━━ PROVIDED DATA

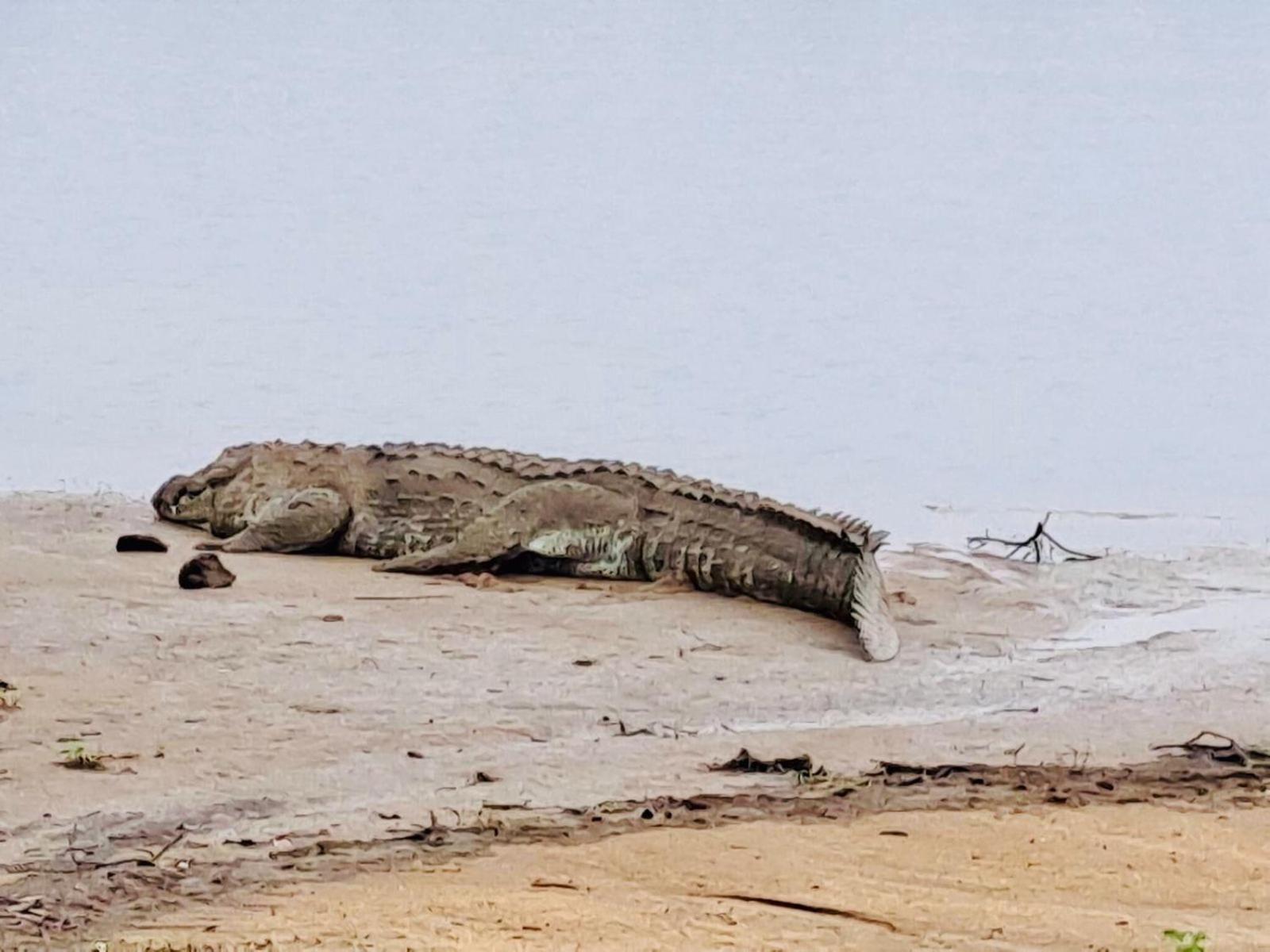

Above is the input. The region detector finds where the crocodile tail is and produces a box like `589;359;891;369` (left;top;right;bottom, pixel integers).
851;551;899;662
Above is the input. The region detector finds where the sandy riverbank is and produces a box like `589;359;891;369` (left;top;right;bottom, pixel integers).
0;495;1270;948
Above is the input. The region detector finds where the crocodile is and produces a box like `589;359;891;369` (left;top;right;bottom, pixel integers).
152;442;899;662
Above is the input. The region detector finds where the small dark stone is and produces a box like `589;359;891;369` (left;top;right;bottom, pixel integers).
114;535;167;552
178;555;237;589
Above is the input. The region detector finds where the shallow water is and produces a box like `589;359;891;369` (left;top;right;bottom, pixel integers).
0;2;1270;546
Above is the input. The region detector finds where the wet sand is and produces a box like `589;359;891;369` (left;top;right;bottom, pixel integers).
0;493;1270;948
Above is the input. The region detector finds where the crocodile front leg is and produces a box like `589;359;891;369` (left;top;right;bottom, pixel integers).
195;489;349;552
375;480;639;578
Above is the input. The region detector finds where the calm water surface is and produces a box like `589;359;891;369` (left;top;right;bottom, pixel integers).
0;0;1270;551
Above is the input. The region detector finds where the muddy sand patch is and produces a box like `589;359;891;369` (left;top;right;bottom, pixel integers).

━━━━
━━ PROVIDED DATA

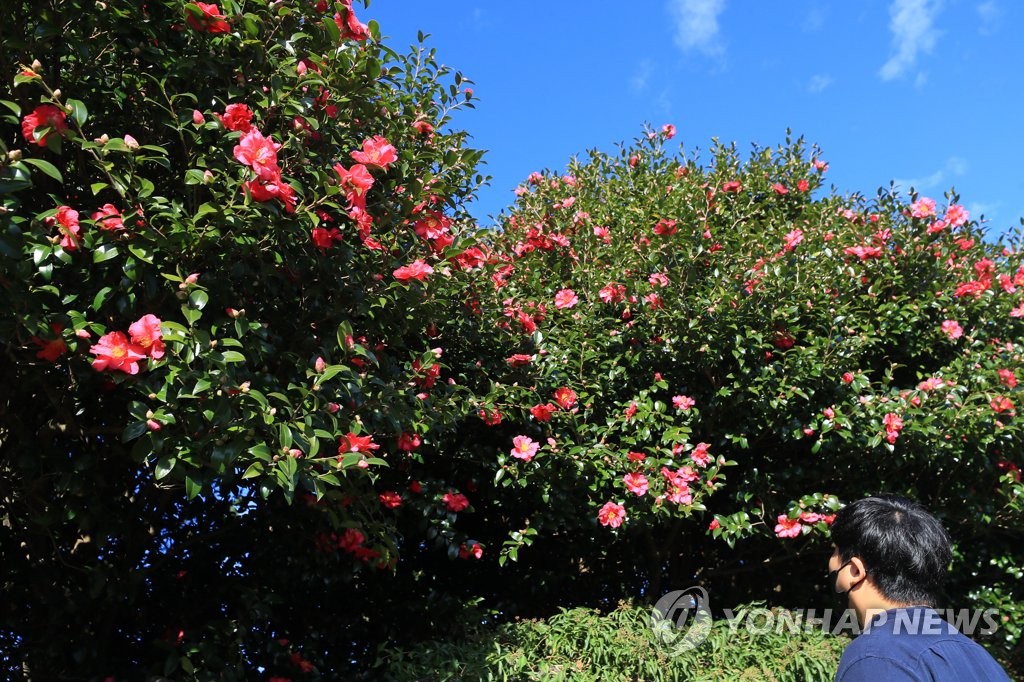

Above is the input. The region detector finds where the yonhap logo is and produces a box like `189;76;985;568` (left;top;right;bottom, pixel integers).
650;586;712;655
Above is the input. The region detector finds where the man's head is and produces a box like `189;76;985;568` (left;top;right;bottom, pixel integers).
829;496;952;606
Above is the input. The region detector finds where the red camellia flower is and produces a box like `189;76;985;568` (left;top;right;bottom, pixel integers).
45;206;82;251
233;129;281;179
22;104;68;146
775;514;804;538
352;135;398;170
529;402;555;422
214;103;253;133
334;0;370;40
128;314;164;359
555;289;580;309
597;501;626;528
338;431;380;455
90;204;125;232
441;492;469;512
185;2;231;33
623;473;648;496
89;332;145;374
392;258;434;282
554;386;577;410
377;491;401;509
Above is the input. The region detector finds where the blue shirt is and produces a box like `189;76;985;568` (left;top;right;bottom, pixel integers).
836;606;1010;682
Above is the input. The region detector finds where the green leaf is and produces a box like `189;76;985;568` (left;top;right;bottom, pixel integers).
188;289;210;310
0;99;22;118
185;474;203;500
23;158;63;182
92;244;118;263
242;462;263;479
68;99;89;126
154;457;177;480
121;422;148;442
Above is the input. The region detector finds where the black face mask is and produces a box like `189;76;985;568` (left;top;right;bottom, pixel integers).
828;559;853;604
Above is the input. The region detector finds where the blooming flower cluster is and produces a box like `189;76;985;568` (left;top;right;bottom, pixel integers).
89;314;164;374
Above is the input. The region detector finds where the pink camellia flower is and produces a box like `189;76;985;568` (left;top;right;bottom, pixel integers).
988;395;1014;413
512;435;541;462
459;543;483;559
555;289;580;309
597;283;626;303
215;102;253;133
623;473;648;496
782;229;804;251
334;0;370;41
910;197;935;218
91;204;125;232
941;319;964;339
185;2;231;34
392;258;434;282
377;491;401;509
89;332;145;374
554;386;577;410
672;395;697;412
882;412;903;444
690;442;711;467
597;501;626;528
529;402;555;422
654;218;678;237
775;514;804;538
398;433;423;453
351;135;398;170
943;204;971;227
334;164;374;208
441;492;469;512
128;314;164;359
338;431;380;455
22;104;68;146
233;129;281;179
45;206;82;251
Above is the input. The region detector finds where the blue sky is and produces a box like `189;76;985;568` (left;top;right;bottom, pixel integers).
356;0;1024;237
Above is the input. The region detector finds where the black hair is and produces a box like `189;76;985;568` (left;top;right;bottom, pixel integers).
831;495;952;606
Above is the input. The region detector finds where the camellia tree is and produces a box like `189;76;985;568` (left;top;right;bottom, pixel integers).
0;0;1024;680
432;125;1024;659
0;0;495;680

━━━━
━━ PROVIDED DATA

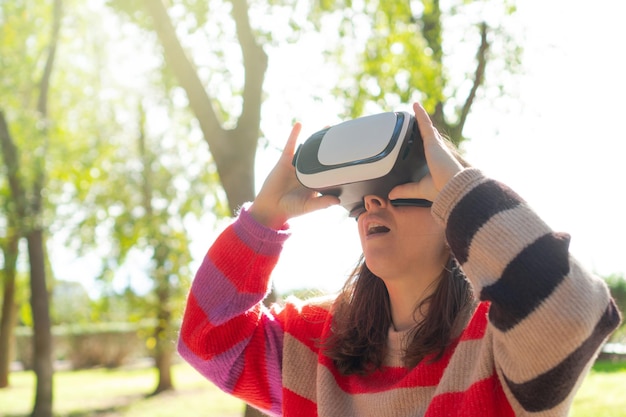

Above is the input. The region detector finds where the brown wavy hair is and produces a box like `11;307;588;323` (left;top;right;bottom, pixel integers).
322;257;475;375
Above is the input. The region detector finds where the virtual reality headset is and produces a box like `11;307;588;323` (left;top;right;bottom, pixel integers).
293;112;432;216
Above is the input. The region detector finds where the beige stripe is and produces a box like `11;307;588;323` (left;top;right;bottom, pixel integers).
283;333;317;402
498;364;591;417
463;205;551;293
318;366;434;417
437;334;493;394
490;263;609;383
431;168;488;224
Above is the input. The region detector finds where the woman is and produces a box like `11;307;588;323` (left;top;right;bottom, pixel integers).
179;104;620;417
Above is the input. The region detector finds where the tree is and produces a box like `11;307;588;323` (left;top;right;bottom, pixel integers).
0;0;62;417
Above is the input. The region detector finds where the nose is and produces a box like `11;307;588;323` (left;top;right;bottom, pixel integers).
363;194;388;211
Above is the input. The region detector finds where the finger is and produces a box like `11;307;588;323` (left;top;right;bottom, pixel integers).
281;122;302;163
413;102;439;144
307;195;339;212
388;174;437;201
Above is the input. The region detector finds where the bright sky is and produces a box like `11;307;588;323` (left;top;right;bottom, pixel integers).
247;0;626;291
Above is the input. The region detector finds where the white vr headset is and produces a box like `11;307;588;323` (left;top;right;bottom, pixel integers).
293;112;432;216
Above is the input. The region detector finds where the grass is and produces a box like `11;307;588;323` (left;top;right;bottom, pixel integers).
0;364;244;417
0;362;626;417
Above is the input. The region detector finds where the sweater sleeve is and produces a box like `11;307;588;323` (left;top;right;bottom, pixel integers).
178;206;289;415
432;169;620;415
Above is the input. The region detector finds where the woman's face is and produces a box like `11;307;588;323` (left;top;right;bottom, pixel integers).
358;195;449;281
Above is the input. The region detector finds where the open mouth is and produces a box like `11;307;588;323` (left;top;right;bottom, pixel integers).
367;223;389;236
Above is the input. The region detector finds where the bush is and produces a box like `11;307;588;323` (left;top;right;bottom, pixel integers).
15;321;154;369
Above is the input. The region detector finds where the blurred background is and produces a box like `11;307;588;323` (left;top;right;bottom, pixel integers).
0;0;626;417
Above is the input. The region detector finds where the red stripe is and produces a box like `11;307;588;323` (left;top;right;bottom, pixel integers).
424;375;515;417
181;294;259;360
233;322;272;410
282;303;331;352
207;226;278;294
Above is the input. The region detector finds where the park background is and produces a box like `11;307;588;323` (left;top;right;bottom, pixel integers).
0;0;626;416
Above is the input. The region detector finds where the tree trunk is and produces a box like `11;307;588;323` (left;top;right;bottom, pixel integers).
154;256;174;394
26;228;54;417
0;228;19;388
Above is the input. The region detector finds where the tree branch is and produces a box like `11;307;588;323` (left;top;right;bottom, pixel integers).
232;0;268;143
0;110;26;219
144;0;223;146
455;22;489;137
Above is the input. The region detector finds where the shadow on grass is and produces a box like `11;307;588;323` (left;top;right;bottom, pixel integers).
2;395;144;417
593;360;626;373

━━━━

- GIVEN INSTRUCTION
Identify each line in the data above that contains the word "water", and copy those lines in full.

- RESPONSE TO THIS TASK
Above is the input. The region detector finds where the shallow water is and produces a box like `589;359;891;369` (left;top;right;bottom, pixel integers).
Above is the input. The region detector finds where the calm water surface is and produces a box like `589;359;891;369` (left;top;right;bottom, pixel integers).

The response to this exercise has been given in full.